Reproduce each of the records below word for word, leaving out the pictures.

Input data:
= = = = = = =

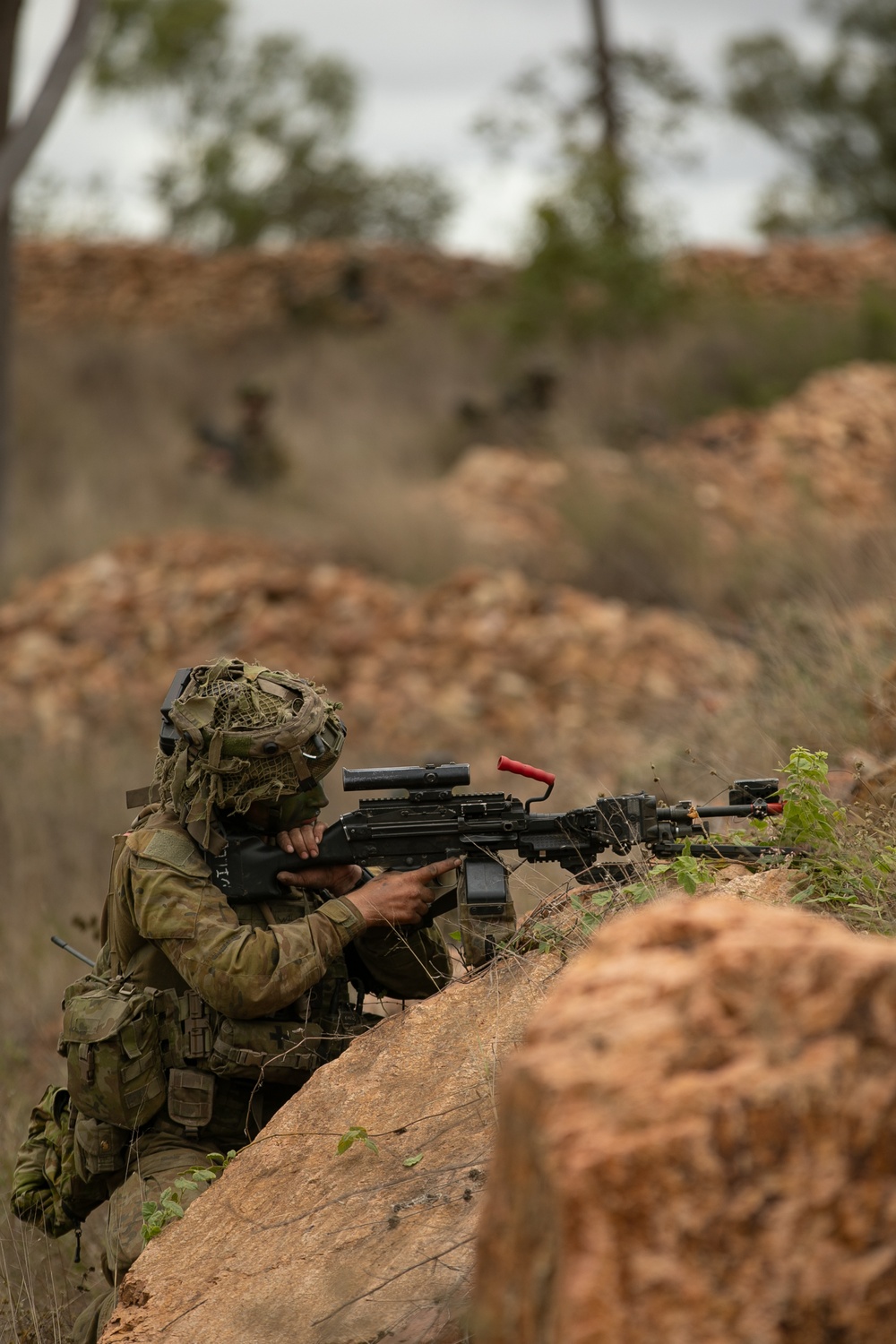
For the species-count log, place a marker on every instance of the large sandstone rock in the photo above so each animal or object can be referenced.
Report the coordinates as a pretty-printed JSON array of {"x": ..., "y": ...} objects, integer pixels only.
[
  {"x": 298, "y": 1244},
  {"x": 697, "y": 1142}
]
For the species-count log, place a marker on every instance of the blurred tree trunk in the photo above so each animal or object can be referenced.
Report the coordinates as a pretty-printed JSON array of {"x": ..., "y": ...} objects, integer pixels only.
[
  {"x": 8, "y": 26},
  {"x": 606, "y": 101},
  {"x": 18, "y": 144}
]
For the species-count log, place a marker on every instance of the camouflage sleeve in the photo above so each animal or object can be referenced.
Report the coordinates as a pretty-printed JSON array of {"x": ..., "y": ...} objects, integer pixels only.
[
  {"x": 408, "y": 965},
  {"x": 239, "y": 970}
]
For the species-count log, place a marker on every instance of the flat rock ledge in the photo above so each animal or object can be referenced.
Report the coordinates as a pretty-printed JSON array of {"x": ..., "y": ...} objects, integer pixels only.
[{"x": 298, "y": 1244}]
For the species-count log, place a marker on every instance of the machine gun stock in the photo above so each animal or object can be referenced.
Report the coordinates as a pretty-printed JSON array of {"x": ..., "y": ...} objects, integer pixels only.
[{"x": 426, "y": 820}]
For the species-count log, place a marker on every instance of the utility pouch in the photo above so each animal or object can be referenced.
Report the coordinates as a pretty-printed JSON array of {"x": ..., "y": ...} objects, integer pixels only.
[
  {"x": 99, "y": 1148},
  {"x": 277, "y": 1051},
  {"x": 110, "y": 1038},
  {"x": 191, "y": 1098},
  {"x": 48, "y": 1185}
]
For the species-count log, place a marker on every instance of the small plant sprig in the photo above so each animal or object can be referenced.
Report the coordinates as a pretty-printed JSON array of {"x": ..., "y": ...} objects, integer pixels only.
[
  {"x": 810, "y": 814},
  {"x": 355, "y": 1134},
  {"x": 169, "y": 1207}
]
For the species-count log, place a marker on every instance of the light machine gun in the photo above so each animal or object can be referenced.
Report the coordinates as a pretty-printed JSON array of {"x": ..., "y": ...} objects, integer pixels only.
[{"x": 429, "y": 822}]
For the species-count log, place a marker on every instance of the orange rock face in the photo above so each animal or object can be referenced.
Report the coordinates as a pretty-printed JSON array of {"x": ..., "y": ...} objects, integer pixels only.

= = = = = = =

Finished answer:
For the species-count log, place a marker on every instance of the large sandstone rock in the photo above so each animal or object can be referenced.
Report the coordinates as a pretty-printed JSON array of {"x": ..., "y": ...} objects, integer pixels only.
[
  {"x": 298, "y": 1244},
  {"x": 697, "y": 1142}
]
For the species-count log, place a marker on every instance of the blurred tree trunk in the photo above so each animal or object can be referenced.
Report the coordinates as a pretty-printed JSON array of {"x": ..., "y": ...} objects, integer pixels only.
[
  {"x": 8, "y": 26},
  {"x": 606, "y": 101},
  {"x": 18, "y": 144}
]
For the species-count log, place a marker on every instance of the camouflage sleeve in the photo above so each animal or object can be referenced.
Report the coordinates as a pretty-printed JSON array of {"x": ..., "y": ...} objects, integer pixels only.
[
  {"x": 408, "y": 965},
  {"x": 239, "y": 970}
]
For the species-count log, place a marker on every instance of the flat rock ledge in the photo above so each animal or object can be referenced.
Report the coordinates as a pretty-printed JSON array of {"x": ..., "y": ...} objects, integer pixels only.
[{"x": 298, "y": 1244}]
For the species-count log, place a marker on every instance of the machine gun stock in the photo above so each animal or object can be referenced.
Report the coordinates as a pretty-printed JSON array of {"x": ..., "y": ...} objects, integer pixels only.
[{"x": 426, "y": 820}]
For the species-count log, place a marker on every instance of the utility pouch in the photo above so each animal or object can be referenced.
Report the coordinates as a pretty-printed JSON array of {"x": ..., "y": ...} objects, integer pixels only.
[
  {"x": 99, "y": 1148},
  {"x": 277, "y": 1051},
  {"x": 110, "y": 1038},
  {"x": 191, "y": 1098},
  {"x": 48, "y": 1185}
]
For the species-count log, place a marker on every instance of the small plant sprig in the photo above so each animal or object can be referenced.
Report the coordinates as a pretty-printed JSON array of {"x": ..., "y": ...} objects, integer pixels only.
[
  {"x": 810, "y": 814},
  {"x": 355, "y": 1134},
  {"x": 169, "y": 1207}
]
For the species-count log, place a marker on every instance of the light machine gun in the photo above so each animal or object can be referenced.
Report the coordinates as a pretty-printed JSON array of {"x": ..., "y": ...} objects, integer pixels only.
[{"x": 429, "y": 822}]
For the species-count log, place a marker on every instance of the orange rock face in the photo above so each animal or object can be referenced.
Report the coordinates as a pretty-printed JSON array of {"x": ..., "y": ...} objects, integer pixels only.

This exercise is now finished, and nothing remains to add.